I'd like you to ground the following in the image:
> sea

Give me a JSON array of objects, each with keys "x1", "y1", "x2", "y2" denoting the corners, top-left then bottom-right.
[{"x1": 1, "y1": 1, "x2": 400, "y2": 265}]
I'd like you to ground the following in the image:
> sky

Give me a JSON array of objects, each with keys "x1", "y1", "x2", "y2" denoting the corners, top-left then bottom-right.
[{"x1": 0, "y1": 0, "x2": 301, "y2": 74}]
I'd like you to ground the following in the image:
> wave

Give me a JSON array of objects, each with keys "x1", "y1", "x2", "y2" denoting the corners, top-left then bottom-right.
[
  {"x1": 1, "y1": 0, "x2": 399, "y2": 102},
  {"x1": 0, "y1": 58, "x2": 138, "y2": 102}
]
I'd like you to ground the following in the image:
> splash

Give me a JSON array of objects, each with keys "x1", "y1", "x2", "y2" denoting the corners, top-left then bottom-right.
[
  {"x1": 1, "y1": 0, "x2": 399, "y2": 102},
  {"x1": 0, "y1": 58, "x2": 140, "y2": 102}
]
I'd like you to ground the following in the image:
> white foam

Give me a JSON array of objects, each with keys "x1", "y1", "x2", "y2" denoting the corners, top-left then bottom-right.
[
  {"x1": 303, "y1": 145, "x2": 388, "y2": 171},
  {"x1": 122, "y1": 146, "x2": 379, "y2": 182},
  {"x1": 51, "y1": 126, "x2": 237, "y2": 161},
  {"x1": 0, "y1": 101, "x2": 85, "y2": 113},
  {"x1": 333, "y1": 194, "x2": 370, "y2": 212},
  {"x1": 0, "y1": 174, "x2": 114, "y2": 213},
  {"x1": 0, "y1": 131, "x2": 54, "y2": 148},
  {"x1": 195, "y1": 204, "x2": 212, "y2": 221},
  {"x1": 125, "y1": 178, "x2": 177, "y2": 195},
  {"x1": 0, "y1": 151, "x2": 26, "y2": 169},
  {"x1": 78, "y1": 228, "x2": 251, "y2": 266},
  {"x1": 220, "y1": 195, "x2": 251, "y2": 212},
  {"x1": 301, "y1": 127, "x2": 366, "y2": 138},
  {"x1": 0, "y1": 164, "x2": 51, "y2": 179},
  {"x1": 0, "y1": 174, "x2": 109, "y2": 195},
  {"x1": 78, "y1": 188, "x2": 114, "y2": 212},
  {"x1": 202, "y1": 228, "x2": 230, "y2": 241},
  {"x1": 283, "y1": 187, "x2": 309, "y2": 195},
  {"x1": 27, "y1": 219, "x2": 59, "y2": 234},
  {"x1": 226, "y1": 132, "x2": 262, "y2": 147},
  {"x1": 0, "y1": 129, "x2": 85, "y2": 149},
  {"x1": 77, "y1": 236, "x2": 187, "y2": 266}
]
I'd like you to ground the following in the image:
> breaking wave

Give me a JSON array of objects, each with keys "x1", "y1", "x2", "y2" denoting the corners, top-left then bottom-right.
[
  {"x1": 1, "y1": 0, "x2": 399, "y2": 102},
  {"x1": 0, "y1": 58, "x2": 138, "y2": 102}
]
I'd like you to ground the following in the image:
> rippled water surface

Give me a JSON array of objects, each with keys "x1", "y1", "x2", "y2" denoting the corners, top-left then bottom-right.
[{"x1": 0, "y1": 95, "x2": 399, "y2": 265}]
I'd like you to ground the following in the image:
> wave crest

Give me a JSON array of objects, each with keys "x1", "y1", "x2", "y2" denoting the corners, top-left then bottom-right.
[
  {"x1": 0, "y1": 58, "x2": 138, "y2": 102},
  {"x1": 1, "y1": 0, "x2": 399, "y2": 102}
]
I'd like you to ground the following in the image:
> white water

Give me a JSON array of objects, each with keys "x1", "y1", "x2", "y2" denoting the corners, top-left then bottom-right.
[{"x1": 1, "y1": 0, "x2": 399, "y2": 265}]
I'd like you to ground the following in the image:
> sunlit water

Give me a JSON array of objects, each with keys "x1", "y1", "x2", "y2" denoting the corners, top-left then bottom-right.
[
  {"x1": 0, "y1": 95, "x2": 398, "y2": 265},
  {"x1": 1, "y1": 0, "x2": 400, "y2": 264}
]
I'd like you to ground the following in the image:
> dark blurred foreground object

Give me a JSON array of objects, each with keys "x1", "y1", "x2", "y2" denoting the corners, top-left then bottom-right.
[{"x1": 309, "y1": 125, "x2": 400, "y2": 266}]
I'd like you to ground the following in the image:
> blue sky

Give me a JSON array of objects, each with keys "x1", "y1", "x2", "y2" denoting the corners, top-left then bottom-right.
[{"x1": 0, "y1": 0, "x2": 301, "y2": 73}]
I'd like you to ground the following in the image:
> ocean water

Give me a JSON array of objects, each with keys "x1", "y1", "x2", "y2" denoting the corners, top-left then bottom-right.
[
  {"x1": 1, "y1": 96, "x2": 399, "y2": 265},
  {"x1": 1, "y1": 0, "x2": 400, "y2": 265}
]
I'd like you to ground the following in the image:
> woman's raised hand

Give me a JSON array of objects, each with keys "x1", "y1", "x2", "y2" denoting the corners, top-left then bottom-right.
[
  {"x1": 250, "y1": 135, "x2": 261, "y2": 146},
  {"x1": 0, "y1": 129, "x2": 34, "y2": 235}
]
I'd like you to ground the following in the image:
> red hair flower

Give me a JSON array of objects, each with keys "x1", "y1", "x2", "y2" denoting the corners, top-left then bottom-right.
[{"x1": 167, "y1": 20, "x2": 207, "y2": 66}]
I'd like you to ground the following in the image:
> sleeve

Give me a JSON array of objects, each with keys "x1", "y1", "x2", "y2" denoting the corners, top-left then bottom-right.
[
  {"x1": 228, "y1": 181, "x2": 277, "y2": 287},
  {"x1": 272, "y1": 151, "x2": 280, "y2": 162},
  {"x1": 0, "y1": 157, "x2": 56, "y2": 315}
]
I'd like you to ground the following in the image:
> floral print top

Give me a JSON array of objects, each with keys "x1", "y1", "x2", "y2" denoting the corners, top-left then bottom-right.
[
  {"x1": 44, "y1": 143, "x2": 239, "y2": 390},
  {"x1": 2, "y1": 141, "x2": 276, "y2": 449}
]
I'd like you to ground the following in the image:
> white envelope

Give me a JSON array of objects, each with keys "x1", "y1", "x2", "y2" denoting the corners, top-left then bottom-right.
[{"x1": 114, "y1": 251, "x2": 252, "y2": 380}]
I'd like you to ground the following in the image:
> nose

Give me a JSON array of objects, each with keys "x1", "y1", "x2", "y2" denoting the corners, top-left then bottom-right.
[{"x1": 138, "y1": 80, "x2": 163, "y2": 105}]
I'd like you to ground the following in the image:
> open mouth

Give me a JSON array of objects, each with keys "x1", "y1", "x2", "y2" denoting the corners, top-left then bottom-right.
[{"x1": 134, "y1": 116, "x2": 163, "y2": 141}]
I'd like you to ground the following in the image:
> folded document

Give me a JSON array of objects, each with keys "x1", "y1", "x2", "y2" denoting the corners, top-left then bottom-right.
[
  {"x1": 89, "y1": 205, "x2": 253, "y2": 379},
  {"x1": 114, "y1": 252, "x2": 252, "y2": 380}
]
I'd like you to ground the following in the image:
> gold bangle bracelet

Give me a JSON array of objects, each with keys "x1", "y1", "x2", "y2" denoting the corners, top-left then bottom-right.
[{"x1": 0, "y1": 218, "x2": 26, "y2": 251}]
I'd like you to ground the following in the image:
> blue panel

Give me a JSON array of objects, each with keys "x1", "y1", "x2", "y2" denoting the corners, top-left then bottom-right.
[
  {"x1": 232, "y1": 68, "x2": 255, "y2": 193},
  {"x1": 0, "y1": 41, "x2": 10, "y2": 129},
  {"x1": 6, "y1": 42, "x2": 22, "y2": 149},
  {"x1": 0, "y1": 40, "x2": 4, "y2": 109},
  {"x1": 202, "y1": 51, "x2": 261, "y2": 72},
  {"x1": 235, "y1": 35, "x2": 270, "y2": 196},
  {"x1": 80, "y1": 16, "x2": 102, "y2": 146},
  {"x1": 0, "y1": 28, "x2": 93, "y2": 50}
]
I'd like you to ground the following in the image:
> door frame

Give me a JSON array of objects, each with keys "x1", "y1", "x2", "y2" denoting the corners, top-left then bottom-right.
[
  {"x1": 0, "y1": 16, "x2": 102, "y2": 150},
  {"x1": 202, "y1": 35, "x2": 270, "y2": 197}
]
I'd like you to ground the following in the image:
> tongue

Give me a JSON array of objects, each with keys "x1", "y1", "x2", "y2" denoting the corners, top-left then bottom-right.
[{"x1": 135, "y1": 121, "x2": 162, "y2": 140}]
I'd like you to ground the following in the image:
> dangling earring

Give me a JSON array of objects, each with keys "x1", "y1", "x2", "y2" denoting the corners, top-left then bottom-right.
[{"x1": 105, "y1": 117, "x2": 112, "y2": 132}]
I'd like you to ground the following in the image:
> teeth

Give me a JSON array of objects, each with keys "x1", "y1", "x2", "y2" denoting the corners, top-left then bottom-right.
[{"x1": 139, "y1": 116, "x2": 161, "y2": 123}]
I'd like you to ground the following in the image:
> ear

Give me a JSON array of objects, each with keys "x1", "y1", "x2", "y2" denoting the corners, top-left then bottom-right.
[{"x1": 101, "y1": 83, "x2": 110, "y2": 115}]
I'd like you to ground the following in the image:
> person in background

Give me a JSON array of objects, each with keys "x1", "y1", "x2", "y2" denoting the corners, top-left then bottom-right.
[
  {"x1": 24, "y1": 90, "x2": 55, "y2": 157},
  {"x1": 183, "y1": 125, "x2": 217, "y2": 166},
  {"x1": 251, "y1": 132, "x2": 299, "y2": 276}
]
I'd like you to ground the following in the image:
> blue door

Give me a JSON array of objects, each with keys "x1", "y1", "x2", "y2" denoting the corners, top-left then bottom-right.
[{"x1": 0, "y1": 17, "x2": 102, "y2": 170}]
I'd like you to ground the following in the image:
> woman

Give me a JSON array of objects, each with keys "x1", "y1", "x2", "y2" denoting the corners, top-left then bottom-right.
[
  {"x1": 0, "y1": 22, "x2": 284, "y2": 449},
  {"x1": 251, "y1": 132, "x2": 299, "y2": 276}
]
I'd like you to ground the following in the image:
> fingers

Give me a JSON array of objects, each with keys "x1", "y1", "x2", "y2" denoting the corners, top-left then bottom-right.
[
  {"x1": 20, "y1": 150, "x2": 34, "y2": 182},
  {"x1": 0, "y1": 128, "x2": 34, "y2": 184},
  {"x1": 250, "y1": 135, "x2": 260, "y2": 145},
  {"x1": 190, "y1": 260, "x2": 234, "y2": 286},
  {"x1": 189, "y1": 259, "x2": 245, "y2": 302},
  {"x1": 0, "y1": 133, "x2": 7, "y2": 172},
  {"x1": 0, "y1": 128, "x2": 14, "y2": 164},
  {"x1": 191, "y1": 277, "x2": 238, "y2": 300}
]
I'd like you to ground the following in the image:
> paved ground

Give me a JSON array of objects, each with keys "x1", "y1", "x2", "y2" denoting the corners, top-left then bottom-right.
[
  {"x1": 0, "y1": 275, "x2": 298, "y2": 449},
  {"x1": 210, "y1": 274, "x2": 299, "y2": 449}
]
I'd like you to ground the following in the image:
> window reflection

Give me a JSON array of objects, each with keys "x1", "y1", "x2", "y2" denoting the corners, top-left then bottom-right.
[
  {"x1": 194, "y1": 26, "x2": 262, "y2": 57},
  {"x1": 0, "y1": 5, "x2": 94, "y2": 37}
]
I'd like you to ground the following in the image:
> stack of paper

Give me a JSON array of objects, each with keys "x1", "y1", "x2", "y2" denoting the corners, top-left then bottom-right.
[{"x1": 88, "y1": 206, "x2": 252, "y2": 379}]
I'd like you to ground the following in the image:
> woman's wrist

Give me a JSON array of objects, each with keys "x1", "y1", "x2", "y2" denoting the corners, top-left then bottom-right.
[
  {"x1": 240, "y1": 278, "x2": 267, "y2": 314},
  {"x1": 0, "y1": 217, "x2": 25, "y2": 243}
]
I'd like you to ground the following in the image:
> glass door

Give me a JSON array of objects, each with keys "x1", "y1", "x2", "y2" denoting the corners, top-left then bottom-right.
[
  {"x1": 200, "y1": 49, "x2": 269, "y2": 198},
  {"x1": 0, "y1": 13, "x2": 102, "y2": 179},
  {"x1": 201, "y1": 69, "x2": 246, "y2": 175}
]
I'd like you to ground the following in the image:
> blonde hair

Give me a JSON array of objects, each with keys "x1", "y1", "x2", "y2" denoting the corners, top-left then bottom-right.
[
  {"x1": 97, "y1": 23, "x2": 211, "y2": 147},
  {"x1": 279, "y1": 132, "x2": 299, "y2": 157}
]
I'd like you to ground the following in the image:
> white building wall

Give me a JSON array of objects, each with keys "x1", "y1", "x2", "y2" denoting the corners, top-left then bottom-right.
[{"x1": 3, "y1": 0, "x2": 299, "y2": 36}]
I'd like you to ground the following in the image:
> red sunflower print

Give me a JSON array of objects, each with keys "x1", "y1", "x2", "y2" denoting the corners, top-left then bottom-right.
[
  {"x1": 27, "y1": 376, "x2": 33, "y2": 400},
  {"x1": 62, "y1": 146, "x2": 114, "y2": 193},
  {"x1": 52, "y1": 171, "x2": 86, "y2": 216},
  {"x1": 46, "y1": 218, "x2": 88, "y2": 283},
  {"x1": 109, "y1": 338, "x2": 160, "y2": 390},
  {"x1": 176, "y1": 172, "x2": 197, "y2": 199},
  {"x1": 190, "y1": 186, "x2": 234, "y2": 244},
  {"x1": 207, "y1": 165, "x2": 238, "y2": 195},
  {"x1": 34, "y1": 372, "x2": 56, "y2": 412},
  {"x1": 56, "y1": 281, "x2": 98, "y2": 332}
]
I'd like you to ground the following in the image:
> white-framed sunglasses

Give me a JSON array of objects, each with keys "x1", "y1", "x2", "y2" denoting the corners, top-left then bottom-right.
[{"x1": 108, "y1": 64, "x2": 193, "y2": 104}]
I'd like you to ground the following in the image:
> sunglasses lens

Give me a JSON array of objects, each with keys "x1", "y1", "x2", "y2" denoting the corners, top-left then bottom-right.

> [Problem to work on]: Where the word "white" occurs in a line of the records, copy that line.

> [Problem solution]:
> white foam
> white water
> white envelope
> white building wall
> white-framed sunglasses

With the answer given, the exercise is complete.